Please return, word for word, the stretch of the volunteering text from "I'd recommend volunteering" through "it really helps.".

◆ Passage to read:
<<<<

Volunteering can be challenging
“It can be hard in some situations. For example, before I went on The Apprentice, there was this lovely married couple at the home who did everything together. We’d take them for a stroll together in their wheelchairs, they’d always sit together and have lunch together. When I came back after filming, the lady was sitting on her own and I found out from another resident that her husband had died. She has some form of dementia, and every day she asks where her husband is, which is horrible.
“You can’t mince your words. I’ve learnt how to tell this woman that her husband’s in a better place: ‘in the stars’. I’m quite an emotional person, but I try to follow the example of the nurses in how to connect with people, but not become so attached that I become totally distraught when they die, which is an important skill to pick up in medicine. I admire the nurses and how they can do that.”
I'd recommend volunteering to anyone
“Volunteering enhances you as a person. I think everyone should do it, even if it’s just an hour a week. It’s something different to do – to take your mind off things, and it gives you perspective on life. Also, if you have grandparents who are ill, you’d want someone like yourself or me to be there to talk to them, to make sure they’re happy. It improves the quality of their care. The care I’ve seen is brilliant – the nurses couldn’t do any more, but what could help improve the quality of care is to have more people around to talk to patients, because it really helps.
“If you're in college and want to go into medicine, this is a great way to get experience and fantastic to put on your CV. Wherever you volunteer, they will appreciate it. My mum’s always drilled into me how important it is to help people, even if you don’t have a lot of time. It’s the percentage of time you can give that’s important. I try my best to go every week, but when I had exams recently the nurses understood that I was locked in my room under books, trying to revise. And when I went on The Apprentice, I clearly had to miss a bit. It is volunteering though, and you just try to come as often as you can.
Getting a placement
“To get a volunteering placement, you’ve got to show an interest and tell them why you want to do it. There might be some hoops to jump through. I approached the retirement home because a friend of my mum’s worked there, but I still had to go to meet them and then have a CRB check [now called a Disclosure and Barring Service (DBS) check] before I could start. I’m also helping primary school children with their computer literacy through my college, so I’m volunteering with people of all ages. You just have to go out and ask.
“I’ve been an outgoing person all my life, but volunteering has enhanced my people skills no end, which has contributed to who I am as a person. It probably helped me when I was on The Apprentice too, even though it was a very different experience!
"You meet such a wide variety of brilliant, honest people when volunteering, and the more circumstances you can throw yourself into, the better a person you’ll become.”

>>>>

(Stored records)
<<<<

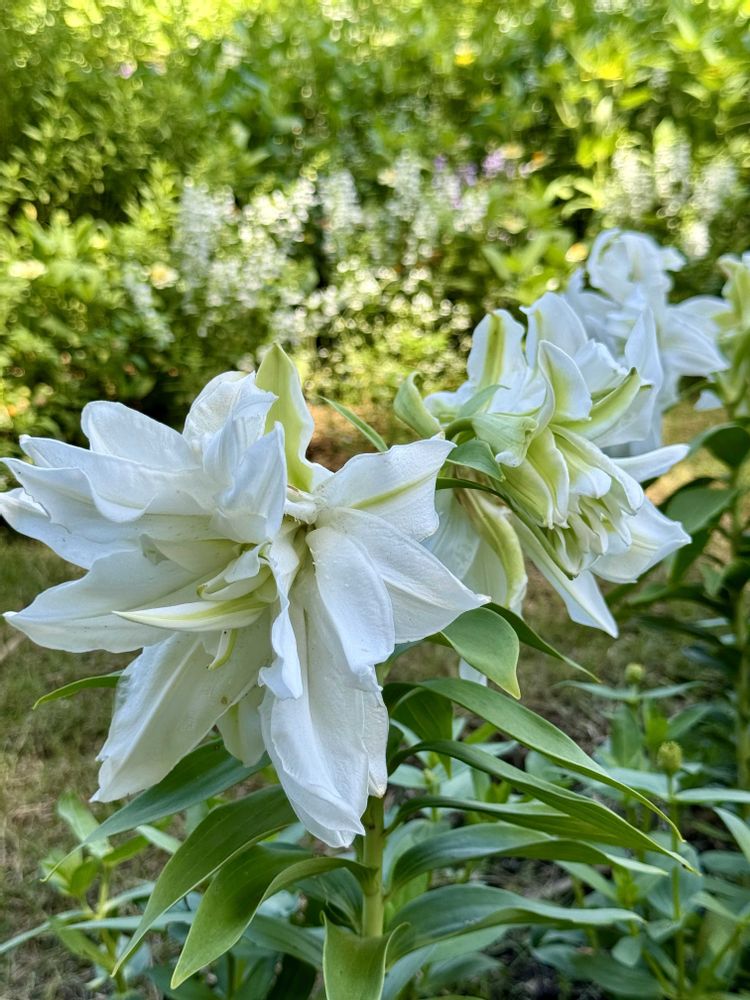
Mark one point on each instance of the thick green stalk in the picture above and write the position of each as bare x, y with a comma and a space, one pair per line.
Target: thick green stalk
373, 909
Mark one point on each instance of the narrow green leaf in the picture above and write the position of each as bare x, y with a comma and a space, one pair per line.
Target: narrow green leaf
362, 426
354, 966
410, 409
489, 644
68, 690
529, 637
730, 443
595, 821
476, 455
738, 828
699, 507
534, 732
482, 840
424, 713
222, 834
207, 771
241, 885
459, 909
712, 796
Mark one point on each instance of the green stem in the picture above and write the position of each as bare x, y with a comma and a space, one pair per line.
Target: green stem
373, 909
676, 903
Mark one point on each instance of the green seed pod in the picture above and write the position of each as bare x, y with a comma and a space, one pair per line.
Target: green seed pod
669, 757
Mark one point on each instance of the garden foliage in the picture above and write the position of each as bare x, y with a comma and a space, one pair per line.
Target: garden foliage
181, 185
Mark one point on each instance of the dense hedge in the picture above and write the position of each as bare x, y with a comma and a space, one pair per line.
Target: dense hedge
180, 184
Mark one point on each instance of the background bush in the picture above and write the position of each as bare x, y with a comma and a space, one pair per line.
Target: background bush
181, 182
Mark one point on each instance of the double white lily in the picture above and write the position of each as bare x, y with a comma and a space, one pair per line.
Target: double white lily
263, 588
546, 403
630, 273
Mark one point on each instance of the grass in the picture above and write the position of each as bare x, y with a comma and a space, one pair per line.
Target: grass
46, 752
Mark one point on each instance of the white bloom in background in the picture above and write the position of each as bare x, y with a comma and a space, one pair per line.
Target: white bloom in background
263, 588
547, 402
631, 275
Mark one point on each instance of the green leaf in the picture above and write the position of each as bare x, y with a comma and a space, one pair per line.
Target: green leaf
699, 507
738, 828
68, 690
423, 712
730, 443
241, 885
710, 796
275, 934
476, 455
482, 840
362, 426
593, 820
82, 822
534, 732
354, 966
207, 771
223, 833
459, 909
160, 977
529, 637
489, 644
410, 409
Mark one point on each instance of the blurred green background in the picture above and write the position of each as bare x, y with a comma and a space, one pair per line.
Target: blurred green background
181, 182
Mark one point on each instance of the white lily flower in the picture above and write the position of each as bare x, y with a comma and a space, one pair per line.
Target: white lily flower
547, 403
631, 275
263, 588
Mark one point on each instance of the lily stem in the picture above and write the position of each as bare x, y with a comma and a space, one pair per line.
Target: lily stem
373, 910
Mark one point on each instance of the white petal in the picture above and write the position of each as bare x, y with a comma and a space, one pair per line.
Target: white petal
653, 538
119, 489
278, 375
284, 675
552, 319
228, 393
653, 463
581, 595
114, 429
167, 701
252, 507
355, 599
425, 596
240, 727
328, 746
398, 485
79, 616
29, 518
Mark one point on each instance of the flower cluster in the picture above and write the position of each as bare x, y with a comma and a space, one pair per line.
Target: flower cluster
629, 281
540, 406
263, 588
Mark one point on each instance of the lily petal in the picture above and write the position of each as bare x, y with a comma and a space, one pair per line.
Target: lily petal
328, 746
167, 701
398, 485
424, 595
581, 595
78, 616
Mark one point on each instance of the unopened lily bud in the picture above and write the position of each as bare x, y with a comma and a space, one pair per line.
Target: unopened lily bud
634, 674
669, 757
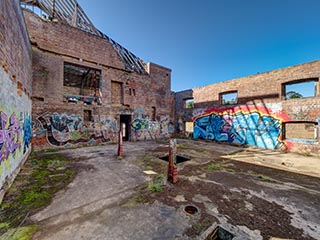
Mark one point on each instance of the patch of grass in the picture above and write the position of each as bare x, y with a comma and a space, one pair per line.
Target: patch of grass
40, 178
215, 166
155, 187
23, 233
264, 178
160, 177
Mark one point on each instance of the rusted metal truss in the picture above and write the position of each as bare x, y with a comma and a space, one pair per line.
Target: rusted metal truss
71, 13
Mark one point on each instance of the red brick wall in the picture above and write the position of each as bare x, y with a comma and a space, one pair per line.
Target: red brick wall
55, 43
262, 92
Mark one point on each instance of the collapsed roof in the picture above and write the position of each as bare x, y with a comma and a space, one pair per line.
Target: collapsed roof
71, 13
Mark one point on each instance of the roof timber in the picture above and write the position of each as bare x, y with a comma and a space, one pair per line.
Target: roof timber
71, 13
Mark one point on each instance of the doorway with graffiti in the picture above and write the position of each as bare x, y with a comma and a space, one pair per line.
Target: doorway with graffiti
125, 121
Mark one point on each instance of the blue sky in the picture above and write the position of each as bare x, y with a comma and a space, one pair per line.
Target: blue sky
208, 41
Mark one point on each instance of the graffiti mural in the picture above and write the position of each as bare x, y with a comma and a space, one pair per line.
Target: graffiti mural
238, 126
15, 127
9, 135
65, 130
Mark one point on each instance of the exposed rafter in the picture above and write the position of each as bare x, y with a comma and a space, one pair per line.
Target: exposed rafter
71, 13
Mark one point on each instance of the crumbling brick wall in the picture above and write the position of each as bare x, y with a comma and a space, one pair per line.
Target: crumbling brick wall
15, 91
65, 116
261, 114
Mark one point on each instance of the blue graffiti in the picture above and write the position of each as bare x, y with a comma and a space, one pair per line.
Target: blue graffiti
249, 128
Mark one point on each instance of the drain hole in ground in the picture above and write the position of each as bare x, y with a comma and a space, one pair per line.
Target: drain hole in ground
179, 158
191, 209
220, 234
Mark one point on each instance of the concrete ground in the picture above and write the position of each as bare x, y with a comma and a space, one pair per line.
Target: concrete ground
109, 198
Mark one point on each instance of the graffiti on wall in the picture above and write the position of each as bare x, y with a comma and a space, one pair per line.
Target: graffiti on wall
9, 135
253, 127
69, 129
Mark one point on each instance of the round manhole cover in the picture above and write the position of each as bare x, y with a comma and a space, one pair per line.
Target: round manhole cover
191, 209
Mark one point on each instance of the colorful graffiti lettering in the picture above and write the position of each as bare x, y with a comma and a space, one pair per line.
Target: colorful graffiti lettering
9, 135
63, 129
140, 124
240, 127
27, 133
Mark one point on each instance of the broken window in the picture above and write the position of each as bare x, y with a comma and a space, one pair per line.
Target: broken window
300, 89
87, 116
81, 77
116, 92
228, 98
302, 130
189, 103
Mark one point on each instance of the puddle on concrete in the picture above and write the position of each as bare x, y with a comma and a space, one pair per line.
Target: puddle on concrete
180, 159
220, 234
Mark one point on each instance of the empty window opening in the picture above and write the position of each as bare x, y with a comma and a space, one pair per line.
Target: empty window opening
19, 88
228, 98
300, 89
81, 77
189, 103
300, 130
153, 114
87, 116
188, 126
116, 92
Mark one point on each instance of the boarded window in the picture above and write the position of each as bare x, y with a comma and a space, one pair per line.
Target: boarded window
302, 130
189, 103
81, 77
228, 98
116, 92
189, 126
87, 116
300, 89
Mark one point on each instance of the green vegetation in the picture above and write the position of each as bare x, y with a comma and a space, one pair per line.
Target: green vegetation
23, 233
155, 187
40, 178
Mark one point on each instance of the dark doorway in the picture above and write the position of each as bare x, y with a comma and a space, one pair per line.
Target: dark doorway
125, 121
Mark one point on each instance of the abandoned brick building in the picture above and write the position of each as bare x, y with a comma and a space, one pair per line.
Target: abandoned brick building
259, 110
63, 83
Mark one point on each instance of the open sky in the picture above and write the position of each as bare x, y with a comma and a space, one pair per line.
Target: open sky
208, 41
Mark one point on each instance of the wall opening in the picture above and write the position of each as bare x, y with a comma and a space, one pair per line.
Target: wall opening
81, 77
116, 92
228, 98
189, 103
125, 121
300, 89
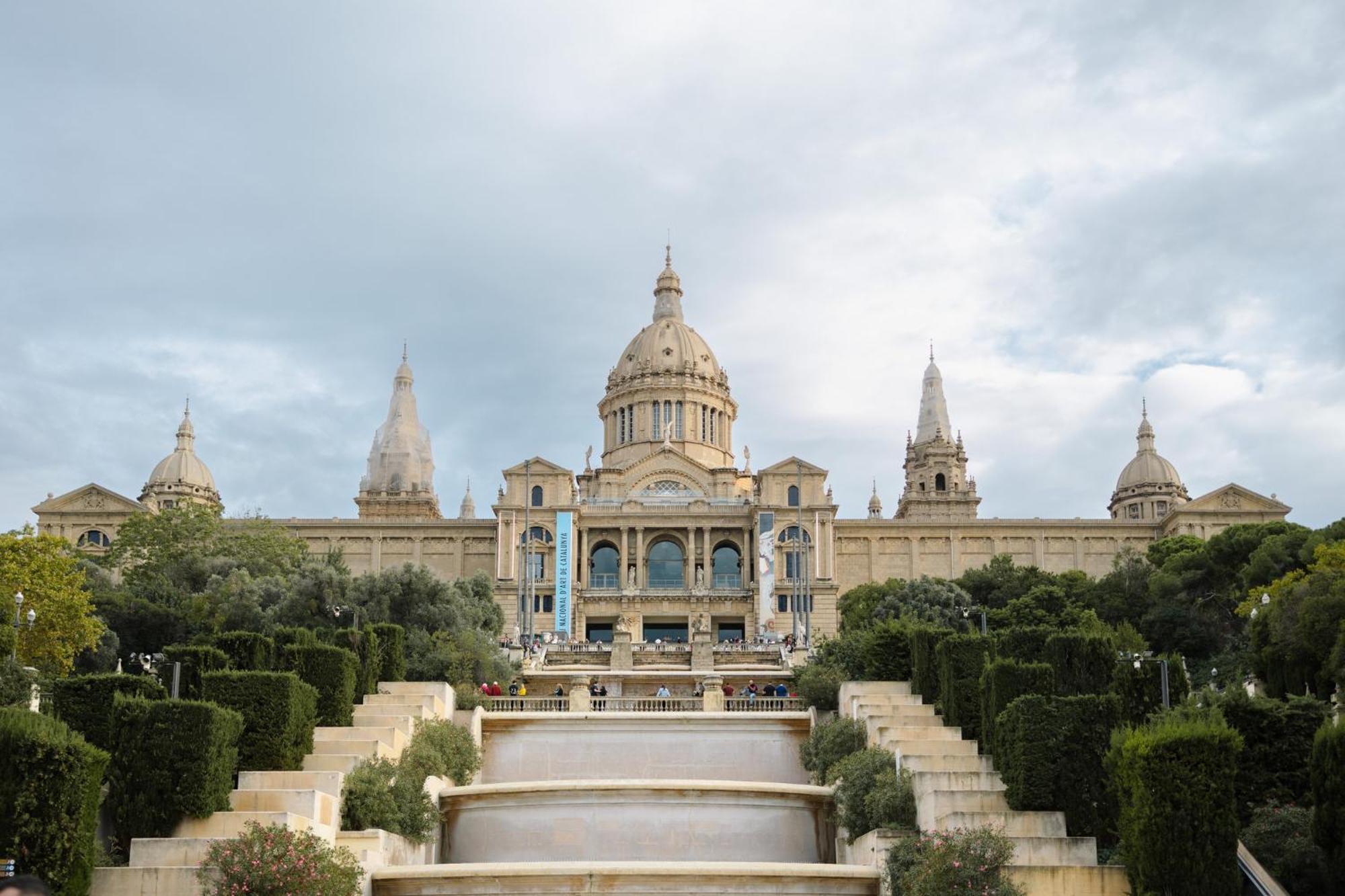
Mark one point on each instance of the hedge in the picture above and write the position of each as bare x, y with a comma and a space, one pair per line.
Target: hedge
173, 759
196, 661
1026, 643
1083, 662
85, 701
393, 638
248, 650
1003, 682
1277, 743
1179, 807
50, 784
961, 661
886, 650
1051, 754
364, 643
334, 671
1328, 776
279, 715
1141, 689
925, 663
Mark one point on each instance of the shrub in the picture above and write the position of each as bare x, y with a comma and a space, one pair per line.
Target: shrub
957, 861
170, 759
820, 685
886, 650
1141, 689
829, 743
393, 638
1052, 751
961, 662
279, 715
278, 861
1026, 643
857, 776
248, 650
925, 663
196, 662
1277, 743
1328, 776
1003, 682
85, 701
1083, 662
442, 748
1281, 838
333, 671
50, 782
385, 794
1179, 810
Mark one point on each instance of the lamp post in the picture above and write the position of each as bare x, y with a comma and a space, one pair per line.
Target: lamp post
18, 622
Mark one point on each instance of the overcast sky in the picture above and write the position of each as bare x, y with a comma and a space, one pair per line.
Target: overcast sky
254, 204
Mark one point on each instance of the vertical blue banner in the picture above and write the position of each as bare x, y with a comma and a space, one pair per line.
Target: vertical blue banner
564, 528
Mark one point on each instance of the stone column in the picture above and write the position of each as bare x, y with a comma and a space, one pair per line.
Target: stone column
580, 701
714, 693
622, 659
703, 651
640, 557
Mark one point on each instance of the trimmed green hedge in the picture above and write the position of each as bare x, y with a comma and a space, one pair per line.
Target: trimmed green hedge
173, 759
248, 650
85, 701
196, 662
1277, 743
1085, 663
1051, 754
50, 786
1179, 807
1026, 643
393, 639
334, 671
1003, 682
1141, 690
1328, 775
279, 715
961, 662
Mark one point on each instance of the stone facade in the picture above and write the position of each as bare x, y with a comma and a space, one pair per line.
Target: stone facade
668, 529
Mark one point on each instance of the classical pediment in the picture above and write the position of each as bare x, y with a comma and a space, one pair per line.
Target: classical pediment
792, 466
91, 498
1233, 498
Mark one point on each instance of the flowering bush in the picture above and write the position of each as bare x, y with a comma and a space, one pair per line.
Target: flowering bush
968, 860
278, 861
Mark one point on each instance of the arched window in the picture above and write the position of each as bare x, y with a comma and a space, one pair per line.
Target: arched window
95, 538
605, 567
666, 565
728, 569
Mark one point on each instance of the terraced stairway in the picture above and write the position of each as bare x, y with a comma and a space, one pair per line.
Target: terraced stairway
958, 787
307, 799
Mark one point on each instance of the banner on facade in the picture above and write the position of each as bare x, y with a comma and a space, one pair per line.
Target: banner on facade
766, 573
563, 572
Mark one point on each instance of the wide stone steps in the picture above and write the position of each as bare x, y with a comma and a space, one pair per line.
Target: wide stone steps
307, 799
958, 787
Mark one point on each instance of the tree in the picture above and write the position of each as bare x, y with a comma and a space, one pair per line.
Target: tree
44, 568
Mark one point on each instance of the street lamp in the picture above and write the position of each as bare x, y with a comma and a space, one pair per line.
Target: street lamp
18, 622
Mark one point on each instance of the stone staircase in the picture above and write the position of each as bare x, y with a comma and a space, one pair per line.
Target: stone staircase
307, 799
958, 787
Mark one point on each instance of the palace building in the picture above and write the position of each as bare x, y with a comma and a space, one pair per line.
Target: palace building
669, 533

>>>>

◆ Answer section:
I'd recommend volunteering to anyone
“Volunteering enhances you as a person. I think everyone should do it, even if it’s just an hour a week. It’s something different to do – to take your mind off things, and it gives you perspective on life. Also, if you have grandparents who are ill, you’d want someone like yourself or me to be there to talk to them, to make sure they’re happy. It improves the quality of their care. The care I’ve seen is brilliant – the nurses couldn’t do any more, but what could help improve the quality of care is to have more people around to talk to patients, because it really helps.